Tasks for this exercise -
A: Quote the passage on stomach tightening and backache word for word, beginning at the words "Bladder or Kidney" and stopping after the words "is often severe.".
B: Extend the passage on stomach tightening and backache past its final sentence.

** Exercise passage follows **

Many disorders can cause stomach tightening and pressure with backache, from constipation to labor. If you experience these symptoms and you're male, you can at least rule out labor. For any sexually active woman of childbearing age, labor is always a possibility, especially if you're somewhat overweight and have irregular periods, even if you don't think you're pregnant. Bowel, bladder and gallbladder problems as well as menstrual cramps can also cause similar symptoms as well as less upheaval in your life. Treatment depends on the cause.
Abdominal cramping, bloating and discomfort can occur in conjunction with a backache if you have constipation or diarrhea. Often, cramping and backache occur just before you have an episode of diarrhea, so be prepared. Food poisoning, stomach viruses, irritable bowel syndrome and eating too much can all cause a tight feeling in your stomach along with pressure and backache. Serious issues such as perforation of the bowel, bowel obstruction and infection such as appendicitis can also cause abdominal guarding, a tightening in your abdomen to prevent movement of the painful areas and backache. See your doctor if you have severe or persistent abdominal pain that a good bowel movement doesn't cure.
Bladder or Kidney Problems
Bladder infections can cause cramping and backache along with abdominal discomfort. Pain when urinating, blood in the urine and a constant feeling of pressure or cramping often accompany a bladder infection. Kidney stones can also cause crampy abdominal pain and backache; the pain of kidney stones is often severe.

** End of Exercise passage **
** Collected data follows **

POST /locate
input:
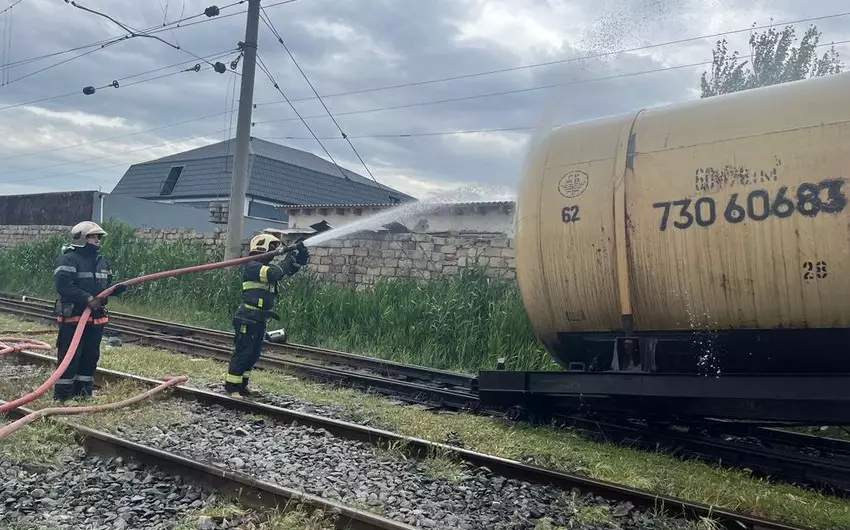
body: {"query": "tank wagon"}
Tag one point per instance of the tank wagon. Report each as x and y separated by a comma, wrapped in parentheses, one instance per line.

** End of Collected data **

Answers for each item -
A:
Bladder or Kidney Problems
Bladder infections can cause cramping and backache along with abdominal discomfort. Pain when urinating, blood in the urine and a constant feeling of pressure or cramping often accompany a bladder infection. Kidney stones can also cause crampy abdominal pain and backache; the pain of kidney stones is often severe.

B:
For women, abdominal pressure and pressure along with a backache can signal the advent of their monthly menstrual period. If you're in early pregnancy, these symptoms might also signal a threatened miscarriage or an ectopic pregnancy -- a pregnancy that implants in the fallopian tube or elsewhere outside the uterus. And, although it often makes the news as an oddity, women do carry pregnancies to term without realizing they're pregnant. As many as one in 2,500 pregnant women don't realize they're pregnant, according to the July 2009 online issue of "MacIeans." If you experience tightening and backache that comes and goes at regular intervals, especially if accompanied by a gush of fluid or bloody show, go to the emergency room -- and don't be surprised if they send you up to labor and delivery.
Gallbladder problems occur twice as often in women than in men, according to the National Institute of Diabetes and Digestive and Kidney Diseases. Gallstones occur most commonly in women over age 60 who are overweight, but can occur at any age and in either sex. A gallbladder attack causes abdominal pain that can radiate to your back. Gallbladder attacks may come and go; you may need your gallbladder removed to stop the attacks. If you run a fever or notice that the whites of your eyes are yellow, seek immediate medical attention.